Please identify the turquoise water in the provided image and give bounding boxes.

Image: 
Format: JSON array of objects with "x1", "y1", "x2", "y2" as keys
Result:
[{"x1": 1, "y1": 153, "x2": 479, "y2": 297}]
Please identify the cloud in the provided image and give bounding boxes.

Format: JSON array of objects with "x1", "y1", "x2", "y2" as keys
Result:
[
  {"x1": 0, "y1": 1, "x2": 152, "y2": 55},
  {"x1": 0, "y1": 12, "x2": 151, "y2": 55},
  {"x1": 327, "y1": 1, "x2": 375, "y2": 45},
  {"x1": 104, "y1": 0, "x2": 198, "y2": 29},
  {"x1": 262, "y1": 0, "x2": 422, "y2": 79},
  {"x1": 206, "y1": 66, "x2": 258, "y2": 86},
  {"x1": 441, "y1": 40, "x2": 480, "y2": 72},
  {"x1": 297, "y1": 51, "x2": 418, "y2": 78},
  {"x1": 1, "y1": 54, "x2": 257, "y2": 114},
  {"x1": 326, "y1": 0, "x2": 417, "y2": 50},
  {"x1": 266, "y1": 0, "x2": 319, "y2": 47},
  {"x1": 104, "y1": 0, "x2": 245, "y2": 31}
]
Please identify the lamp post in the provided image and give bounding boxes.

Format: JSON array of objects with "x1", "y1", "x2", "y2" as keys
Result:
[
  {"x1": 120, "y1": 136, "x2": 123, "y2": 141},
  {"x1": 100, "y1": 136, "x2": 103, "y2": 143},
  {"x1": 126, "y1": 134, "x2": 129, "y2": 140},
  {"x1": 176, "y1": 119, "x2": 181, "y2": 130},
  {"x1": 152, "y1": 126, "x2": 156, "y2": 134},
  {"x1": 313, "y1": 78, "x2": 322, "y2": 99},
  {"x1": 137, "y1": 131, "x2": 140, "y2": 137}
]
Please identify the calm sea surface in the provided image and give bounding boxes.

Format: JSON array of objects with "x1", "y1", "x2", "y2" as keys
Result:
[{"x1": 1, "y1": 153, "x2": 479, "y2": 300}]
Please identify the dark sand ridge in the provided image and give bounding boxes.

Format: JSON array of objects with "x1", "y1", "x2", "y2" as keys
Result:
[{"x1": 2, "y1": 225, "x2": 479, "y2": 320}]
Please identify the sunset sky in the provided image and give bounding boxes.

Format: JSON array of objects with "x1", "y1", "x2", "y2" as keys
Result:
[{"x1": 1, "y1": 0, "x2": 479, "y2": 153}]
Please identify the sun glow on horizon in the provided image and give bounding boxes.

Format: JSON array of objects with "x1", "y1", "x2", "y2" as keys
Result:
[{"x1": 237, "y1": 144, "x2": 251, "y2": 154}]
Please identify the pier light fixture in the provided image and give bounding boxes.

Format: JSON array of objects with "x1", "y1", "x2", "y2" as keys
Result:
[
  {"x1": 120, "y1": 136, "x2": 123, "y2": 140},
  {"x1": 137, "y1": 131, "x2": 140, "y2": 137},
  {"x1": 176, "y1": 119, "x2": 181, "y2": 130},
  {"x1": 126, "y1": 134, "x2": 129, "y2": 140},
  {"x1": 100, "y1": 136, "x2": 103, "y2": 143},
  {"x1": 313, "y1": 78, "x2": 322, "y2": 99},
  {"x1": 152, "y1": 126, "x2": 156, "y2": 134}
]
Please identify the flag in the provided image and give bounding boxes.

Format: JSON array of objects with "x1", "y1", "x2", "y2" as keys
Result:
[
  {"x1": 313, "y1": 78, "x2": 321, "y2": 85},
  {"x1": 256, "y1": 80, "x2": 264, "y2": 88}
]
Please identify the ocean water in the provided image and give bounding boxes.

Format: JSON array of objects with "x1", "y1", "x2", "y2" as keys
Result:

**ACTIVITY**
Out of the preceding entries, pull every line containing the string "water".

**WRITTEN RESPONSE**
Please identify the turquoise water in the provided image and give bounding boxes.
Please identify the ocean water in the provided image and give bounding boxes.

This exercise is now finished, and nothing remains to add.